A home run

A home run

ARTS & ENTERTAINMENT
A home run

Critically and popularly acknowledged as the top contemporary novelist in the world, Yank author John Grisham specialises in courtroom dramas. Which is not to say that he isn't interested in other genres, too. American sports for one, which he occasionally pens stories about regarding his childhood, as well.

Calico Joe by John Grisham, 246 pp, 2013 Hodder paperback. Available at Asia Books and leading bookshops, 325 baht.

In sports there are figures that stand out for longer or shorter periods, until overshadowed by those who break their records. Fans are loyal to bygone sports heroes. Come on, they say. There will never be another Joe Louis, Red Grange, Sea Biscuit. Not only were they the best, they dominated their sports.

**What you need to do:** Pick up the review of Calico Joe after its last sentence and continue it.

Stored data entries:
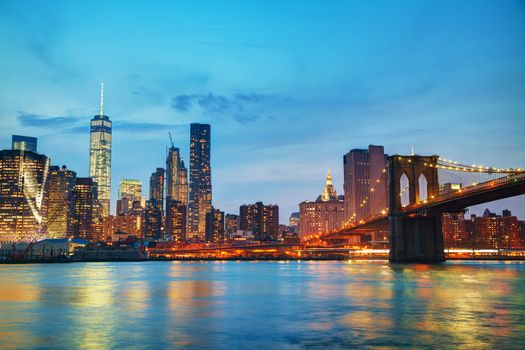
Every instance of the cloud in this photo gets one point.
(41, 121)
(142, 126)
(242, 107)
(182, 103)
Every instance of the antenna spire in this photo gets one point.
(102, 98)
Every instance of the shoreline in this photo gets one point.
(252, 259)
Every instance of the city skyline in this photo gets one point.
(268, 127)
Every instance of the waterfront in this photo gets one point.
(290, 305)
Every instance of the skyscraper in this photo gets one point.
(214, 225)
(176, 177)
(365, 183)
(23, 195)
(262, 220)
(176, 218)
(87, 209)
(156, 189)
(23, 143)
(61, 208)
(130, 192)
(100, 155)
(324, 215)
(200, 179)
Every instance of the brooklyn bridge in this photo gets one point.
(420, 190)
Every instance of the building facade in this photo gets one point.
(176, 219)
(23, 143)
(214, 225)
(156, 189)
(200, 190)
(23, 195)
(61, 207)
(262, 220)
(365, 183)
(324, 215)
(87, 224)
(130, 193)
(100, 155)
(152, 221)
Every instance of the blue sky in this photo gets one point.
(288, 86)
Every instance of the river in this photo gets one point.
(264, 305)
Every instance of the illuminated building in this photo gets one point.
(176, 219)
(200, 194)
(23, 143)
(262, 220)
(364, 171)
(176, 177)
(87, 209)
(23, 195)
(294, 220)
(61, 207)
(100, 155)
(214, 225)
(454, 229)
(156, 188)
(152, 221)
(231, 223)
(130, 192)
(130, 224)
(494, 231)
(324, 215)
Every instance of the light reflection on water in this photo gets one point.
(289, 305)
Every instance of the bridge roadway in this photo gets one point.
(453, 202)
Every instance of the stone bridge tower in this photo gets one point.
(414, 236)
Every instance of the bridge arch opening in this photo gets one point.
(404, 190)
(423, 188)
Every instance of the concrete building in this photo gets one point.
(324, 215)
(100, 155)
(176, 220)
(214, 225)
(23, 195)
(200, 192)
(61, 212)
(365, 183)
(262, 220)
(23, 143)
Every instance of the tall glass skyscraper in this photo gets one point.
(23, 195)
(200, 179)
(100, 155)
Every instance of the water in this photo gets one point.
(266, 305)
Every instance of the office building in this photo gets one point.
(324, 215)
(23, 195)
(61, 207)
(200, 193)
(23, 143)
(262, 220)
(130, 193)
(214, 225)
(86, 222)
(365, 183)
(100, 155)
(176, 218)
(152, 221)
(156, 189)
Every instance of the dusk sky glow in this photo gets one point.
(287, 86)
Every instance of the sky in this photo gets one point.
(288, 87)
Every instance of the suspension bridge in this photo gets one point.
(420, 190)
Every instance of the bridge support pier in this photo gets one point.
(416, 239)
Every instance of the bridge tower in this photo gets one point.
(416, 236)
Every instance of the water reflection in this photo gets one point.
(262, 304)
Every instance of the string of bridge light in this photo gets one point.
(454, 165)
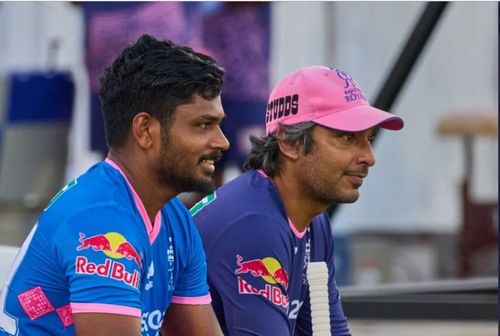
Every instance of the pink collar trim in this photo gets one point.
(153, 229)
(296, 232)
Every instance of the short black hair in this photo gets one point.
(154, 76)
(265, 151)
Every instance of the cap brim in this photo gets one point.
(360, 118)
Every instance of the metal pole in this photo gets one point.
(406, 61)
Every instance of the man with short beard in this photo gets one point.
(261, 230)
(115, 249)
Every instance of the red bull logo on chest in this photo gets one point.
(115, 246)
(268, 269)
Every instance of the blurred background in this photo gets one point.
(428, 213)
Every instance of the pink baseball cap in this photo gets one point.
(325, 96)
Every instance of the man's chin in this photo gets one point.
(204, 186)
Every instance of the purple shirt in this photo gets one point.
(257, 260)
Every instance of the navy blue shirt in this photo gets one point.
(257, 260)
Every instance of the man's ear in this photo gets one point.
(144, 129)
(288, 149)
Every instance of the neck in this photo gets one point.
(299, 207)
(141, 177)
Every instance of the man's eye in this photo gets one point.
(348, 136)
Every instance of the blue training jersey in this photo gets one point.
(257, 260)
(95, 250)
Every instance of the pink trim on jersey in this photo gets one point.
(296, 232)
(104, 308)
(205, 299)
(151, 229)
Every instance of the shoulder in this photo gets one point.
(249, 230)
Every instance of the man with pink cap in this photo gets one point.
(261, 230)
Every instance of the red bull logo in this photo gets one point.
(268, 269)
(115, 246)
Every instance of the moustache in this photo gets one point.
(215, 156)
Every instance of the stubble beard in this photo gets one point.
(327, 193)
(174, 176)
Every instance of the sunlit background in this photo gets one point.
(427, 211)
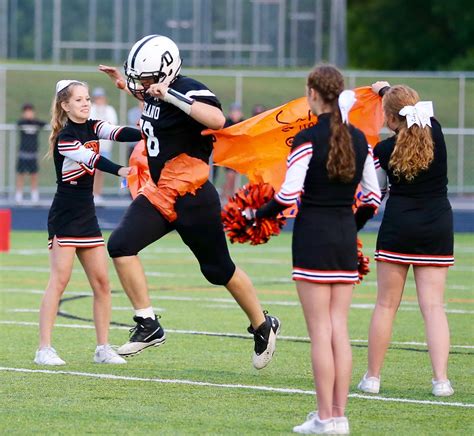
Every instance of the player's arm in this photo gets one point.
(116, 77)
(105, 130)
(371, 195)
(290, 191)
(206, 114)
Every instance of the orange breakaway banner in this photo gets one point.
(258, 147)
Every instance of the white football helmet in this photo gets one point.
(152, 57)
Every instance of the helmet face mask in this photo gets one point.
(155, 58)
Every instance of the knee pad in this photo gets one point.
(218, 274)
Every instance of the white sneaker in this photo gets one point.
(314, 425)
(106, 354)
(371, 385)
(48, 356)
(442, 388)
(265, 341)
(341, 424)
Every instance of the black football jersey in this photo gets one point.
(168, 131)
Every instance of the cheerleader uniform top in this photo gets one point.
(417, 226)
(307, 176)
(72, 217)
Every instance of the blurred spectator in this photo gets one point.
(29, 127)
(258, 109)
(133, 116)
(230, 176)
(100, 110)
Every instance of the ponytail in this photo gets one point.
(329, 83)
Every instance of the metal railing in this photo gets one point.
(459, 131)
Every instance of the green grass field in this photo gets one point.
(199, 383)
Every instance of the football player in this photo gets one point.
(179, 195)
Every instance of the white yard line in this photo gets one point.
(227, 386)
(219, 334)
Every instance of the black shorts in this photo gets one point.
(29, 166)
(73, 221)
(416, 232)
(325, 245)
(198, 223)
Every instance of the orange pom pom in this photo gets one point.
(241, 230)
(120, 84)
(362, 261)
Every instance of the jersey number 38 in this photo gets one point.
(152, 143)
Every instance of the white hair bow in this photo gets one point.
(345, 101)
(419, 114)
(62, 84)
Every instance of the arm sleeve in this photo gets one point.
(105, 130)
(196, 90)
(290, 191)
(383, 90)
(107, 166)
(370, 196)
(381, 176)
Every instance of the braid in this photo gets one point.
(329, 83)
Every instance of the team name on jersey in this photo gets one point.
(151, 111)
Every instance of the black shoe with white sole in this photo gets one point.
(265, 341)
(147, 333)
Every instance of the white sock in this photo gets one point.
(145, 313)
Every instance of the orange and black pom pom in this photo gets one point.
(362, 261)
(241, 230)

**Exercise response:**
Which is what the fiction title-role of Grisham's latest book is. Calico Joe has no trial or even a lawyer among its characters. What rules and regulations it contains refer to baseball. The narrator is Paul Tracy, son of New York Mets baseball player Warren Tracy who he hates, and admirer of Chicago Cubs baseball player Joe Castle (Calico).

We are asked to believe that not only is baseball the favourite sport, but every American father plays catch for hours daily after school and work. At weekends, the youngsters play little league baseball, the dads coaching.

Paul is 11 when 21-year-old Joe leaves the minor league and joins the major-league Cubs, immediately demonstrating his amazing ability when at bat. No matter what kind of ball is pitched, he hits mainly home-runs, becoming a national celebrity. By contrast, Warren is barely kept on at the New York Mets.

Beating his wife, son and daughter when drunk, verbally abusing them when sober, the family throws Warren out. In the book's tragic scene, Warren deliberately pitches a fast ball to Joe and breaks his face, ending the wonder players's career. The sports world hates Warren with a vengeance.

Three decades pass. Mum, son and daughter are married with families of their own, Paul a writer for trade magazines. Re-enter Warren with terminal cancer, feeling guilty and wishing to meet Joe, apologise, ask his forgiveness. The chapter of their get-together will have you reaching for your Kleenex.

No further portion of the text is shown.